**Page**
......
# 24" J.C. Higgins Restomod



## TRM (Mar 15, 2018)

Just started this last week. I'm planning to finish it in time for the Get-A-Grip show next weekend in Cleveland TN.

Here's how it looked when I brought it home...


----------



## TRM (Mar 15, 2018)

Here's the bike getting an Oxalic Acid bath.


----------



## TRM (Mar 15, 2018)

After 24 hours in the bath, everything got washed off and coated in boiled linseed oil. Here it is as of yesterday partially reassembled about a week after I started.


----------



## TRM (Mar 15, 2018)

Little JC got some new shoes!


----------



## Awhipple (Mar 16, 2018)

I like that look!


----------



## ADVHOG (Mar 16, 2018)

The patina is prefect! Very nice!


----------



## rusty.kirkpatrick (Mar 16, 2018)

The tank came out great!


----------



## Scribble (Mar 16, 2018)

Got to love the OA bath treatment


----------



## TRM (Mar 17, 2018)

Thanks everyone!
I wanted to keep as much of the original parts as possible but the saddle needed some help. I decided to use what was there and cover the seat pan with leather. I even kept the original ratty cardboard cover underneath!


----------



## Boris (Mar 17, 2018)

I too have always had a problem remembering which way my ass crack is supposed to go on the seat. I've been using a Sharpie to draw my lines, but it wears off quickly. I like your more permanent solution.
......
**Stored records**

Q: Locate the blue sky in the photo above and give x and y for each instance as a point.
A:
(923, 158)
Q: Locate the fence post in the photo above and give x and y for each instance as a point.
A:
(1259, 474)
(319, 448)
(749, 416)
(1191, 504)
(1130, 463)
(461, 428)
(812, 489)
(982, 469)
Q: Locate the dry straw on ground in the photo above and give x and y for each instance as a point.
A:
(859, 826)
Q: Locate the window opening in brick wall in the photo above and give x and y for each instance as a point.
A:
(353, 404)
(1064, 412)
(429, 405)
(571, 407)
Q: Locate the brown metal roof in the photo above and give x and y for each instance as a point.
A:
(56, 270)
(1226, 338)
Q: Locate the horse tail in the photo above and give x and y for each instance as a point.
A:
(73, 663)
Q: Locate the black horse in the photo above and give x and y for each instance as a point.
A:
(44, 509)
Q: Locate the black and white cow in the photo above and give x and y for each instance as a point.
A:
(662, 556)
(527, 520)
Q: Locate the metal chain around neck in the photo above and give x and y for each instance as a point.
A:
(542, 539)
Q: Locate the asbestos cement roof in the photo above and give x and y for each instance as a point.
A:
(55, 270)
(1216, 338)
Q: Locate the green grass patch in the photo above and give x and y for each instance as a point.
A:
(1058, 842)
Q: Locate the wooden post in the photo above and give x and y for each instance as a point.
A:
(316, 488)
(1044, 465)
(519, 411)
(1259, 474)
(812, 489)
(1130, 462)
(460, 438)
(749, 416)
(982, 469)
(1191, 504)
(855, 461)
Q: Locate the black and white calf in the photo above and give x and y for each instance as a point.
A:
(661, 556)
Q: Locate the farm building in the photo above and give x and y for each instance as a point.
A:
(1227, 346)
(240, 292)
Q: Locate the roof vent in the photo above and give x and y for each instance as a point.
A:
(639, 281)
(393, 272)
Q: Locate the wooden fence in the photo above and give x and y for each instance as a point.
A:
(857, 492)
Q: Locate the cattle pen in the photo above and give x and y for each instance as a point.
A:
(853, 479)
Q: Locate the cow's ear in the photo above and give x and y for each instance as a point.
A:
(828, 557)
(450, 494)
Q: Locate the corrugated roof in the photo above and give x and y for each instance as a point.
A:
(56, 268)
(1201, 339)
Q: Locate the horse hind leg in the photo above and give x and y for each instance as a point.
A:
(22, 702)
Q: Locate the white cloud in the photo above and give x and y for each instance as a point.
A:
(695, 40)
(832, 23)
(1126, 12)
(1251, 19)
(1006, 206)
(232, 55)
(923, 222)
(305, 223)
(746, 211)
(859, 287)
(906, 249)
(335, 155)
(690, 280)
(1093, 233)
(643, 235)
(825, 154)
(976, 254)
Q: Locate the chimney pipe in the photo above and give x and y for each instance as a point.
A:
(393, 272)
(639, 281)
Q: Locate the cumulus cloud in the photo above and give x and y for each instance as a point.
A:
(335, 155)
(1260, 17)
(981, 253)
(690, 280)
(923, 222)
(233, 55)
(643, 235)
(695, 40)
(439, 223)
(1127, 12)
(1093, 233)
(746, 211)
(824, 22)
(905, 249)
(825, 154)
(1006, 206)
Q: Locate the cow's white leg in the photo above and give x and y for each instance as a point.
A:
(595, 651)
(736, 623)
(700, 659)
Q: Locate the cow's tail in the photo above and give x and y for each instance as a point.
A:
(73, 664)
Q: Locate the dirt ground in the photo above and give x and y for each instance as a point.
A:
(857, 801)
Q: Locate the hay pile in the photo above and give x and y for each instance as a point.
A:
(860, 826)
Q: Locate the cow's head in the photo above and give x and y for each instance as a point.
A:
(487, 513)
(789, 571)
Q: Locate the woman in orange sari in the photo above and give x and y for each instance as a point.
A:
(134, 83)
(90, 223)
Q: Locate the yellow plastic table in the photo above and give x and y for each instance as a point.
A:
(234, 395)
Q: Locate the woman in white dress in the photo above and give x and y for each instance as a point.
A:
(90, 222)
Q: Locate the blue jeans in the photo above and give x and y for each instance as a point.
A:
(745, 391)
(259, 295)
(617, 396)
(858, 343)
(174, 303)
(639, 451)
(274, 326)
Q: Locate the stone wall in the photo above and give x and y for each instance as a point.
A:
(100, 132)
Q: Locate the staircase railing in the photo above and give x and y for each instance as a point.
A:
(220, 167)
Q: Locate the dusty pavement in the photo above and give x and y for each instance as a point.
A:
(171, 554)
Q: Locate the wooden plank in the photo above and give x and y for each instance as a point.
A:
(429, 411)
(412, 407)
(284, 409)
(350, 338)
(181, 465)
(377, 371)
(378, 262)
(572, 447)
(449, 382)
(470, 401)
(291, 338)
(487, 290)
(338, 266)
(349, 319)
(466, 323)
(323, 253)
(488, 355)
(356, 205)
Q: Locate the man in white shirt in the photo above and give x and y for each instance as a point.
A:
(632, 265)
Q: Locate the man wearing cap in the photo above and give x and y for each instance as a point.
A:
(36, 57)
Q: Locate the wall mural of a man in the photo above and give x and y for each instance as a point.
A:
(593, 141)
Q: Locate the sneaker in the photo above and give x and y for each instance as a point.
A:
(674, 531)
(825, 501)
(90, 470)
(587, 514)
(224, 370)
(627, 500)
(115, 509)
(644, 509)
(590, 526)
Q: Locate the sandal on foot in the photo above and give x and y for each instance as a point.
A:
......
**Tasks to complete**
#1 Answer these questions using the J.C. Higgins restomod thread.
(a) For which show, and in which town, does the builder plan to finish the bike?
(b) How long did the parts stay in the bath, and what were they coated in afterward?
(c) What material did the builder use to cover the seat pan?
#2 Carry on the J.C. Higgins restomod thread from its last post.
The records are drawn from a separate source.

**Results by task**
#1
(a) The Get-A-Grip show in Cleveland TN.
(b) 24 hours; they were coated in boiled linseed oil.
(c) Leather.

#2
----------



## TRM (Mar 17, 2018)

Boris said:


> I too have always had a problem remembering which way my ass crack is supposed to go on the seat. I've been using a Sharpie to draw my lines, but it wears off quickly. I like your more permanent solution.



There's always more than one solution to any problem, glad I could help.


----------



## TRM (Mar 18, 2018)

The original fender light was only half there and what was left was completely trashed (see the first post), so I substituted a horn to fill the space. It's no headlight but it looks like it could have been there all along! Not sure if it works yet, but it's staying either way.


----------



## TRM (Mar 19, 2018)

Decision time!

I finished everything yesterday and tried on a few sets of bars. My initial thoughts from the beginning was to keep the original bars but it turned out that they are bent to much to keep. I dug into my stash and found a couple of suitably sized bars that are not shaped like the original but are the right look for this little cruiser. One set is totally brown from rust (keeping with the ratty theme) and the other is worn but decent chrome that goes well with the new chrome wheels. Also just for fun I put a set of apes on it for a hot rod look. I've never been a fan of ape hangers but it does work well with this bike and also makes it ridable (barely) for a bigger kid like me!

I have my preference but I thought it would be good to get some outside opinions since I'll be offering this up for sale this coming Saturday at the Get-A-Grip show in Cleveland TN.

 What do you think?


----------



## ADVHOG (Mar 19, 2018)

I like the browned bars best...fits well with the rest of the bike. Looks awesome.


----------



## alecburns (Mar 19, 2018)

ADVHOG said:


> I like the browned bars best...fits well with the rest of the bike. Looks awesome.




I second this. Someone who doesn't know what kind of handlebars this bike had originally would believe that it is original to the bike.


----------



## TRM (Mar 22, 2018)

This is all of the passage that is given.